## BEGIN Extracted information
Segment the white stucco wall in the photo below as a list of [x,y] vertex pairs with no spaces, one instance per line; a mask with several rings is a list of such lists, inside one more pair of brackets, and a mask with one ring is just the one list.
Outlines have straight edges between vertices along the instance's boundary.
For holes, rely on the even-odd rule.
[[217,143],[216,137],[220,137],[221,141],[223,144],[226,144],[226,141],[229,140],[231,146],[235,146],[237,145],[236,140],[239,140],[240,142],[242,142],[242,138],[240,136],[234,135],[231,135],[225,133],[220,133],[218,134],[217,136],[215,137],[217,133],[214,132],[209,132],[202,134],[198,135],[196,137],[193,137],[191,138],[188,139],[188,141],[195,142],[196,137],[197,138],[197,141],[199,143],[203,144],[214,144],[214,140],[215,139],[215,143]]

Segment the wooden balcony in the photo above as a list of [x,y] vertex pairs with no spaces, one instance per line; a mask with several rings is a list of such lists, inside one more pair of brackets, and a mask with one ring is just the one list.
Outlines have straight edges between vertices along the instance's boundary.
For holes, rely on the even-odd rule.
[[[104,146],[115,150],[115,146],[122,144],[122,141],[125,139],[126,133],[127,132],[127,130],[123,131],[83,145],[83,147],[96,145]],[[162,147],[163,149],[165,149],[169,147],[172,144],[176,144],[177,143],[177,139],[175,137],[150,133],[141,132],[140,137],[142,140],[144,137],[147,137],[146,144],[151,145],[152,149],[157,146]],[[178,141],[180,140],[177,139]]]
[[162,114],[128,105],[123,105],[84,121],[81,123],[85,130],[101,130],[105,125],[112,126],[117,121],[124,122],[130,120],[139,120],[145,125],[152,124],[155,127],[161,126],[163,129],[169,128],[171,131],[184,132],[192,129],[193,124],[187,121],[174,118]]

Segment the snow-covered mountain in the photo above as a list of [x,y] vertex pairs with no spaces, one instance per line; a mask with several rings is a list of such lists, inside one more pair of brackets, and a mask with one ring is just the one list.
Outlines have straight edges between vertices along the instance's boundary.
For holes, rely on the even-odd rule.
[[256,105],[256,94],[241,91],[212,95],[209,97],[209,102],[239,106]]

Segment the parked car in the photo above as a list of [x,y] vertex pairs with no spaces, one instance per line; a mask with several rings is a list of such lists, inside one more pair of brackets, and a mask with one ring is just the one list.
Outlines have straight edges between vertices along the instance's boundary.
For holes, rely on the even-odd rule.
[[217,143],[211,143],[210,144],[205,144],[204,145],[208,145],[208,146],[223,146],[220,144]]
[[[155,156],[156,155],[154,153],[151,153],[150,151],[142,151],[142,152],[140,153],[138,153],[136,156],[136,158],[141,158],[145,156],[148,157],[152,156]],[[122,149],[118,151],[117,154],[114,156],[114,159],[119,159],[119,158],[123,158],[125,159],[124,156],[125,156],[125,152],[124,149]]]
## END Extracted information
## BEGIN Extracted information
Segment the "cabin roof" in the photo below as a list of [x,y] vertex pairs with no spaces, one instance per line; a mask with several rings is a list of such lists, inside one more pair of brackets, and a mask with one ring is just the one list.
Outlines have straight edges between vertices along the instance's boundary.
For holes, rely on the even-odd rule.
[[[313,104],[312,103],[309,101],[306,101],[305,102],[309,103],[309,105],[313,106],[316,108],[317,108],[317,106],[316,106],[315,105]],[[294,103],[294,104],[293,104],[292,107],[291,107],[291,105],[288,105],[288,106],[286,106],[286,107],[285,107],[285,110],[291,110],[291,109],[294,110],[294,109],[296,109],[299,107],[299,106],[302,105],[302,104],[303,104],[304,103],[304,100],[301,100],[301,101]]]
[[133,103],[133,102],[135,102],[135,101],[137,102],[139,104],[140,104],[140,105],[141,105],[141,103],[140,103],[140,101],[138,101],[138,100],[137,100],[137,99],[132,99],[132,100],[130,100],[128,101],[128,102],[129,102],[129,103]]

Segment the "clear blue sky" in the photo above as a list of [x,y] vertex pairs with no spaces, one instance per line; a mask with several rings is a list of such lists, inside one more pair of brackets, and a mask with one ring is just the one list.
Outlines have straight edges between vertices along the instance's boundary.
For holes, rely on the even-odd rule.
## END Extracted information
## BEGIN Extracted information
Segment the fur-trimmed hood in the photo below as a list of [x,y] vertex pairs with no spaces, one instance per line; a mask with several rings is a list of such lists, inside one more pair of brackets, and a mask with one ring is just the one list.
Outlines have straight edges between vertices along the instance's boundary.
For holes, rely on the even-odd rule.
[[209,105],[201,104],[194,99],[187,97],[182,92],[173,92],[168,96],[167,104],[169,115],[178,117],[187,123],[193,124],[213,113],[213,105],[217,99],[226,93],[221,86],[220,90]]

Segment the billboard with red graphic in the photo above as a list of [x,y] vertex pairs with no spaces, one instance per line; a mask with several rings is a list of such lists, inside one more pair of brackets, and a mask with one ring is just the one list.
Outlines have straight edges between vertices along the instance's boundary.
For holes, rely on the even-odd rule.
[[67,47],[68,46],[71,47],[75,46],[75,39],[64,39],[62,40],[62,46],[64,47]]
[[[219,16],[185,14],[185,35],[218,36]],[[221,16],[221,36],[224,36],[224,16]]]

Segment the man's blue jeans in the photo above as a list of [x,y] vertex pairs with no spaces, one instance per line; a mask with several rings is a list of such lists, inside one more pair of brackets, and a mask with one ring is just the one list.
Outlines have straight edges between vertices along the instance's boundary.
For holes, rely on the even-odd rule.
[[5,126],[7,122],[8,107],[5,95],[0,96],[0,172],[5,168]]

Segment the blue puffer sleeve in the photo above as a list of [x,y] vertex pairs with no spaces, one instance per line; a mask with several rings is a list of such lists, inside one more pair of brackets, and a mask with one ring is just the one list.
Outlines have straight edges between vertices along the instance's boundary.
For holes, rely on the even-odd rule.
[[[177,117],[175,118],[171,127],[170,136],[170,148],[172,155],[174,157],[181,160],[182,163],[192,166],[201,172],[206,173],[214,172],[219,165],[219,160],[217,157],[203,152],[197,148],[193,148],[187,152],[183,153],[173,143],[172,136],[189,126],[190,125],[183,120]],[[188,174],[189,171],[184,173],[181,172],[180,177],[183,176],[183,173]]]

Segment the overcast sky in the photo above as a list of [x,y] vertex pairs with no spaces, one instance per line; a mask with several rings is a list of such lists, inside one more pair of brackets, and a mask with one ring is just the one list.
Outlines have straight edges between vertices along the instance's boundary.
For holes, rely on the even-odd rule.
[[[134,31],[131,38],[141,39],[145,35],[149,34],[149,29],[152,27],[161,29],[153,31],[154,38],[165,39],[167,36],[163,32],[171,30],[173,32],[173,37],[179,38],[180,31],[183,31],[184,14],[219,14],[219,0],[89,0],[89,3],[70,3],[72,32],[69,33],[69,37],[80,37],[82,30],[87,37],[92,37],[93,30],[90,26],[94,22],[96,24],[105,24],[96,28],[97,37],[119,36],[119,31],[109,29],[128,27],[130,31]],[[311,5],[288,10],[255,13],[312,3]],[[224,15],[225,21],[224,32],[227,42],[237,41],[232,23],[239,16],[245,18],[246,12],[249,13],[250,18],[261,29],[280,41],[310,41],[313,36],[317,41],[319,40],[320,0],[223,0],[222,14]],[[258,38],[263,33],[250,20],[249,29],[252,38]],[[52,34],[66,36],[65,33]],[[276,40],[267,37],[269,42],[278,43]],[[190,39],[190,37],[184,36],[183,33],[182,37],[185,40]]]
## END Extracted information
Task instructions -
Filter the listing above and copy out each line that contains the string "below", treating uppercase and lowercase letters as different.

Solution to this problem -
Segment the white stucco wall in the photo below as a list of [x,y] vertex pairs with no spaces, one instance per line; a mask with several rings is a list of such lists, inside one more pair of brackets, and a mask with one ring is just the one list.
Segment the "cabin roof" in the photo below as a list of [x,y] vertex pairs with no spaces, one instance per line; a mask with several rings is a list of such lists, inside one more pair of brackets, and a mask with one ring is just the one list.
Segment the fur-trimmed hood in the photo below as a list of [x,y] vertex pairs with no spaces, one instance per line; a mask with several rings is a list of such lists, inside one more pair of brackets, and a mask with one ring is just the one list.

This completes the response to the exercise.